### Requirement:
Output every line of the data below as a JSON list of strings, one string per line, omitting any blank lines.

### Extracted material:

▼

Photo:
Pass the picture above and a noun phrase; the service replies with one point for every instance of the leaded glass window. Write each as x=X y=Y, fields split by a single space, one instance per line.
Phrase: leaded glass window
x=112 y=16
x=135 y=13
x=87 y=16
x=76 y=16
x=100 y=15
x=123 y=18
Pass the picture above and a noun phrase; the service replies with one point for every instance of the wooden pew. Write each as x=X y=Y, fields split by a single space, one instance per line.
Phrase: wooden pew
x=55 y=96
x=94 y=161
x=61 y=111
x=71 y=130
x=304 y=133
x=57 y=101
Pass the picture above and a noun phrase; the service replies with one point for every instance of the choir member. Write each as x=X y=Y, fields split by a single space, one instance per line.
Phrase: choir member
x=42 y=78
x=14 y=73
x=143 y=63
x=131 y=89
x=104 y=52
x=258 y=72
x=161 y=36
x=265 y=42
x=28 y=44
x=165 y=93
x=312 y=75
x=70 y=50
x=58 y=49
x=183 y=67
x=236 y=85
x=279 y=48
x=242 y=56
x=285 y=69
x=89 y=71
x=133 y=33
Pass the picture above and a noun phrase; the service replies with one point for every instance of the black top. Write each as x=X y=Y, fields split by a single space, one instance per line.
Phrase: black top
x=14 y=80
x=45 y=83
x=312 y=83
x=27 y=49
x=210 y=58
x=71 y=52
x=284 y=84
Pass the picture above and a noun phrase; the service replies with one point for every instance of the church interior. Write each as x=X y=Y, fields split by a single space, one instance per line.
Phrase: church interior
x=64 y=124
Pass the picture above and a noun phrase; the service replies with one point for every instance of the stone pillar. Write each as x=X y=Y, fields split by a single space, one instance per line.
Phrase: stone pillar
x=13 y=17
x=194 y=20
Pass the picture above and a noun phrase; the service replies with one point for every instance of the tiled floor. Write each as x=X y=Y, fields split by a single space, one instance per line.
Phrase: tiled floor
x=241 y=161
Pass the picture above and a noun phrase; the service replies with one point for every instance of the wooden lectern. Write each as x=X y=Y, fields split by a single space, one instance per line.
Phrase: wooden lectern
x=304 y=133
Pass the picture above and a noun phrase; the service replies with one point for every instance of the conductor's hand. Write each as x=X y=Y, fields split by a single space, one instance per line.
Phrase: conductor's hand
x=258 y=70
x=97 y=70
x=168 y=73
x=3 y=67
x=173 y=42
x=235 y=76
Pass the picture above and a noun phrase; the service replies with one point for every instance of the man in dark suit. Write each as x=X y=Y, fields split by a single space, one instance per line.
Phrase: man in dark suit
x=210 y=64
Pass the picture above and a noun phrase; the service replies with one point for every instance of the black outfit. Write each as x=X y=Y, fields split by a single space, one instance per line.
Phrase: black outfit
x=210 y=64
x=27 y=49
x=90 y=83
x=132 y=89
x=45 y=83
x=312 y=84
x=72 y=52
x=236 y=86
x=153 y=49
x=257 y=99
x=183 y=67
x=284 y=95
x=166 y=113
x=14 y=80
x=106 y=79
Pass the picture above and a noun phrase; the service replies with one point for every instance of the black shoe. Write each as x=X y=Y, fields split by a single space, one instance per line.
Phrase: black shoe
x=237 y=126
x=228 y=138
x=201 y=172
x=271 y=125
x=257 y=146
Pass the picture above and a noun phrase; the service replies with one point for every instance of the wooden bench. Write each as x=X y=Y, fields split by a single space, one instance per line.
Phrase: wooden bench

▲

### Response:
[
  "Photo:",
  "Pass the picture above and a noun phrase; the service replies with one point for every instance of the leaded glass window. Write each as x=X y=Y, fields split by a single space, one instance per line.",
  "Phrase: leaded glass window",
  "x=112 y=16",
  "x=135 y=13",
  "x=87 y=16",
  "x=76 y=16",
  "x=100 y=15",
  "x=123 y=18",
  "Pass the picture above and a noun phrase; the service replies with one point for every instance of the wooden pew. Write each as x=X y=Y, fields split by a single space, one instance per line.",
  "Phrase: wooden pew",
  "x=55 y=96",
  "x=94 y=161",
  "x=61 y=111",
  "x=71 y=130",
  "x=304 y=133",
  "x=57 y=101",
  "Pass the picture above and a noun phrase; the service replies with one point for every instance of the choir member. Write each as x=X y=Y, fields split by a single space, one instance per line.",
  "Phrase: choir member",
  "x=42 y=78",
  "x=14 y=73",
  "x=143 y=63",
  "x=131 y=89",
  "x=104 y=52",
  "x=258 y=72",
  "x=161 y=36",
  "x=265 y=42",
  "x=28 y=44",
  "x=165 y=93",
  "x=312 y=75",
  "x=70 y=50",
  "x=58 y=49",
  "x=183 y=67",
  "x=236 y=85",
  "x=279 y=48",
  "x=242 y=56",
  "x=285 y=69",
  "x=89 y=71",
  "x=133 y=33",
  "Pass the picture above and a noun phrase; the service replies with one point for every instance of the black top. Write each as x=X y=Y, fields split by a single space, one instance per line.",
  "Phrase: black top",
  "x=14 y=80",
  "x=45 y=83",
  "x=312 y=83",
  "x=27 y=49",
  "x=210 y=58",
  "x=71 y=52",
  "x=284 y=84",
  "Pass the picture above and a noun phrase; the service replies with one point for every instance of the church interior. Write each as x=X y=Y, fields split by a single space, one instance per line.",
  "Phrase: church interior",
  "x=64 y=124",
  "Pass the picture above and a noun phrase; the service replies with one point for every instance of the stone pillar. Write each as x=X y=Y, fields split by a single space, one instance per line.",
  "Phrase: stone pillar",
  "x=13 y=17",
  "x=194 y=20",
  "Pass the picture above and a noun phrase; the service replies with one point for every instance of the tiled floor. Write each as x=X y=Y, fields split by a single space, one instance per line.",
  "Phrase: tiled floor",
  "x=241 y=161",
  "Pass the picture above and a noun phrase; the service replies with one point for every instance of the wooden lectern. Write each as x=X y=Y, fields split by a single space, one instance per line.",
  "Phrase: wooden lectern",
  "x=304 y=133",
  "Pass the picture above and a noun phrase; the service replies with one point for every instance of the conductor's hand. Write each as x=X y=Y, fields split by a single space, one instance per line.",
  "Phrase: conductor's hand",
  "x=258 y=70",
  "x=97 y=70",
  "x=168 y=73",
  "x=3 y=67",
  "x=173 y=42",
  "x=235 y=76",
  "Pass the picture above and a noun phrase; the service replies with one point for every instance of the man in dark suit. Write each as x=X y=Y, fields split by a single space, one instance per line.",
  "Phrase: man in dark suit",
  "x=210 y=64",
  "Pass the picture above and a noun phrase; the service replies with one point for every instance of the black outfit. Write each as x=X y=Y, fields split by a single space, one instance per line.",
  "Phrase: black outfit",
  "x=210 y=64",
  "x=27 y=49",
  "x=90 y=83",
  "x=132 y=89",
  "x=45 y=83",
  "x=312 y=84",
  "x=72 y=52",
  "x=236 y=86",
  "x=153 y=49",
  "x=257 y=99",
  "x=183 y=67",
  "x=284 y=95",
  "x=166 y=113",
  "x=14 y=80",
  "x=106 y=79",
  "Pass the picture above and a noun phrase; the service replies with one point for every instance of the black shoe. Write each as x=X y=Y, fields split by a single space, one instance per line.",
  "Phrase: black shoe",
  "x=237 y=126",
  "x=228 y=138",
  "x=201 y=172",
  "x=271 y=125",
  "x=257 y=146",
  "Pass the picture above and a noun phrase; the service replies with one point for every instance of the wooden bench. Write each as x=X y=Y, fields split by a single space, one instance per line.",
  "Phrase: wooden bench"
]